**Fragmento**
——————
Tras la cena, muchos de los peregrinos, que ya entonces éramos verdaderos compañeros, decidimos trasladar la conversación a la calle, antes de irnos a dormir. Fue en aquel momento cuando me separé un instante para volver adentro. Allí me encontré al hospitalero conversando con Alexander y rodeado por otras personas que simplemente escuchaban. Me uní a ellos y tampoco abrí, en ningún momento, la boca. Simplemente quería escuchar la voz de aquel hombre que había tenido el valor de adoptar ese estilo de vida, y que había tenido la suerte de encontrar una sonrisa que jamás dejó escapar.
Fue así como David, con su parsimonia infinita, nos transmitió su rutina: Nos explicó lo duro que podía ser llevar aquel sitio, la importancia de los donativos que, muchas veces, eran insuficientes y la dureza del invierno en la montaña. Sin embargo su expresión no cambiaba, era un sacrificio que él estaba dispuesto a asumir para una vida que le encantaba: David recibía y trataba cada día a veinte peregrinos, todos diferentes. Él se identificaba como un compañero más, un testigo de momentos únicos, protagonizados por diversas personas que, en otros contextos, jamás coincidirían. Nos habló también del amor, y de lo rápido que florece en una experiencia tan intensa como es el camino de Santiago.
Hubo un momento en el que detuvo su charla para dirigirse a la cocina y volver con un pequeño cuenco que guardaba ochenta céntimos. Nos lo mostró, y en ese instante el hospitalero nos empezó a relatar su historia:
Hace unas semanas, justo antes de que sirviera la cena, alguien llamó a la puerta de este Albergue. Era un joven que llevaba cuatro días sin comer en caliente y que había sido rechazado del albergue anterior, solo porque no tenía dinero para entrar. Había caminado siete kilómetros más para llegar hasta aquí. Se llamaba Marcos. Le abrí las puertas y hablé un buen rato con él. Era un buen chico. Dentro, no obstante, era uno más y no desentonaba para nada en una mesa que compartía con, por ejemplo, un hombre de negocios peruano que poseía una empresa de ocho plantas en pleno Manhattan. Lo único que llamaba la atención del chico era su hambre, y de las tres veces que repitió las lentejas.
——————
(Datos de una colección)
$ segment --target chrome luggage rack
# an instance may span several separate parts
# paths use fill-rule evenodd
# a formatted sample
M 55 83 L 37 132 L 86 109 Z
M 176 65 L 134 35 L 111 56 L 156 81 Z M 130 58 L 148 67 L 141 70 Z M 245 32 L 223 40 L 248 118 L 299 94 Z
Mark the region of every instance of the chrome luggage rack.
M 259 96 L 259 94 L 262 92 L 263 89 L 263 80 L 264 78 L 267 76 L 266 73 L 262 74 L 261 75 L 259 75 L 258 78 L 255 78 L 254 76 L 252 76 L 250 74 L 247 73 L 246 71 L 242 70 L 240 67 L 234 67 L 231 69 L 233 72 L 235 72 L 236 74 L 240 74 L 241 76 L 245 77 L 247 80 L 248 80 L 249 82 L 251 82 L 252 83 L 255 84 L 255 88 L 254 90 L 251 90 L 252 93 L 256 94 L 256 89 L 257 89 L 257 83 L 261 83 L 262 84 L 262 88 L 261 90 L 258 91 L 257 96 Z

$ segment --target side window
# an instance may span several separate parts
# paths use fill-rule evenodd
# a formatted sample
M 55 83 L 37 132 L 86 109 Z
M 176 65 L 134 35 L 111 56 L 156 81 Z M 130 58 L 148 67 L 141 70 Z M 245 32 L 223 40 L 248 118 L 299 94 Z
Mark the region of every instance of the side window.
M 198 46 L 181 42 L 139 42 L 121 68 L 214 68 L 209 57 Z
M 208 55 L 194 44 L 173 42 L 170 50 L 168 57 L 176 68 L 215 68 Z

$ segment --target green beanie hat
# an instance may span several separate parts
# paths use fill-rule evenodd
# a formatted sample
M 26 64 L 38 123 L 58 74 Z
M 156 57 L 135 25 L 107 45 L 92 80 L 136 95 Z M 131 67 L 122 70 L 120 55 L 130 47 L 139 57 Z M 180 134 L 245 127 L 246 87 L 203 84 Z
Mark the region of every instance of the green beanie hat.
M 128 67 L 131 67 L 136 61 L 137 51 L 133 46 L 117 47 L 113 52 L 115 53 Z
——————
**Aplica lo leído**
[1] Transcribe sin cambios el pasaje del fragmento que va de "Fue así como" a "camino de Santiago.".
[2] Resume el fragmento en tres oraciones.

**Respuestas esperadas**
[1]
Fue así como David, con su parsimonia infinita, nos transmitió su rutina: Nos explicó lo duro que podía ser llevar aquel sitio, la importancia de los donativos que, muchas veces, eran insuficientes y la dureza del invierno en la montaña. Sin embargo su expresión no cambiaba, era un sacrificio que él estaba dispuesto a asumir para una vida que le encantaba: David recibía y trataba cada día a veinte peregrinos, todos diferentes. Él se identificaba como un compañero más, un testigo de momentos únicos, protagonizados por diversas personas que, en otros contextos, jamás coincidirían. Nos habló también del amor, y de lo rápido que florece en una experiencia tan intensa como es el camino de Santiago.

[2] Después de la cena, dentro del albergue, el hospitalero David conversaba con Alexander mientras otras personas lo escuchaban. David explicó lo duro que era llevar aquel sitio, con donativos a menudo insuficientes y un invierno duro en la montaña, aunque asumía ese sacrificio por una vida que le encantaba y en la que recibía a veinte peregrinos cada día. Luego mostró un cuenco con ochenta céntimos y empezó a relatar la historia de Marcos, un joven sin dinero al que habían rechazado en el albergue anterior y al que él abrió las puertas tras caminar siete kilómetros más.